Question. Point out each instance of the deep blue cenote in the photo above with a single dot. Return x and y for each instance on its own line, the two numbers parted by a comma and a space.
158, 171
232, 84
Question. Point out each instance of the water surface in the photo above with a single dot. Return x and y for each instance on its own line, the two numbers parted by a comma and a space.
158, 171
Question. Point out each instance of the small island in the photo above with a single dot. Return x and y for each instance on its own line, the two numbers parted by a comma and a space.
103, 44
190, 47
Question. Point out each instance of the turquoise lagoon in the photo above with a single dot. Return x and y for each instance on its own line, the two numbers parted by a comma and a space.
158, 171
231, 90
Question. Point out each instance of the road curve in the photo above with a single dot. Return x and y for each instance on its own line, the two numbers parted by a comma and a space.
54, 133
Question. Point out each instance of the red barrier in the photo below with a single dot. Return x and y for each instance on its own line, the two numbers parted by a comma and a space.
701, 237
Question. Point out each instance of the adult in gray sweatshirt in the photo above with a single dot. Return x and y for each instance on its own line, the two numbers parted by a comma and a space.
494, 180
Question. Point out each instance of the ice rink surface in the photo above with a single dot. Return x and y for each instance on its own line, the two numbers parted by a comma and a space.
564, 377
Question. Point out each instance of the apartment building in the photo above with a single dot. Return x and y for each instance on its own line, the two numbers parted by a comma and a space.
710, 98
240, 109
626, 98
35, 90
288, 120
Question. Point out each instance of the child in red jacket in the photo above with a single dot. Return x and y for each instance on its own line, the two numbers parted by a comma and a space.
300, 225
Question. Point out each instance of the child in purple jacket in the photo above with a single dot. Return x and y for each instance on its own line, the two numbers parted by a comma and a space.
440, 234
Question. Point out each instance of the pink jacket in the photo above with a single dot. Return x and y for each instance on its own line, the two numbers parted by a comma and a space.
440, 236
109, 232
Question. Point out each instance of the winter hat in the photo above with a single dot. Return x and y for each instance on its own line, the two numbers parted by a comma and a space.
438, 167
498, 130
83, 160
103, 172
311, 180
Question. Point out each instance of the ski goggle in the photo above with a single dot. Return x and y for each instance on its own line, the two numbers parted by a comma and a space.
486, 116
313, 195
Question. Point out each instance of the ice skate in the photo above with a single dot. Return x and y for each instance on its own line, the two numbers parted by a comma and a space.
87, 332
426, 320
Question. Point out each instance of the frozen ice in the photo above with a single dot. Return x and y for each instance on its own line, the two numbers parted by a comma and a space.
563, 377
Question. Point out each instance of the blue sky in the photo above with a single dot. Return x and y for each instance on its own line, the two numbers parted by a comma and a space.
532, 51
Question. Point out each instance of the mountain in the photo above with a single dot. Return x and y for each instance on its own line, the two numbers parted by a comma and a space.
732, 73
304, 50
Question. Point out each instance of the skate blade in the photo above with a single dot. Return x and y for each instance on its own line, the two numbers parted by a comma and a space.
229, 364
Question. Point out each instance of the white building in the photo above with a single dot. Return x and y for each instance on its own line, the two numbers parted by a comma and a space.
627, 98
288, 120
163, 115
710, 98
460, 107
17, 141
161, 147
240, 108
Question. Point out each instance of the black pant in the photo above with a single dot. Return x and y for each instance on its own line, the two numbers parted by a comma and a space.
--------
* **Requirement**:
Beginning at the line where "Question. Point out each instance of the winter" appears, extract each line through the end of the data above; keep them exact and include nothing else.

* **The completed task**:
Question. Point out each instance of the winter hat in the photo above with a single dot. Return x and y for each instance on its own line, the two numbers parted by a comma and a space.
438, 167
498, 130
83, 160
103, 172
311, 180
Question. Point out each instance of the ski goggle in the photo above with a single dot. Return x and y for each instance on its own line, the two numbers parted by a comma and a space.
486, 116
313, 195
Question. Point out each instance of the ice skate in the photo above with a single dot. Return x and y for each instance on its own line, the two numbers parted by a comma and a space.
87, 332
426, 320
Question. Point out each instance of the frozen ice in the photo above with a single dot. Return x and y for each instance on its own line, the two numbers parted by a comma and a space.
563, 377
Question. Point out each instance of the blue sky in the photo above with a single dot. Return x and y for each instance on its own line, the two numbers parted by a comma and a space.
532, 51
Question. Point out each instance of the mountain in the photo above with a single dot. Return x and y for each instance on its own line, the two numbers parted by a comma and a space.
732, 73
304, 50
Question. Point out each instance of the skate blade in the photo above with a single dot. Return x and y for each instance on its own line, the two numbers parted by a comma and a space.
229, 364
Question. Point out each instance of the white building in the photo above with a single dot. Return x and y for each instance on its own line, the two numbers parted by a comma and a space.
627, 98
288, 120
163, 115
710, 98
460, 107
17, 141
161, 147
240, 108
Question. Point out each instance of the black pant in the photo above with a single dot. Return x and y for each instance on its own line, the two numbers parted by a comma and a space.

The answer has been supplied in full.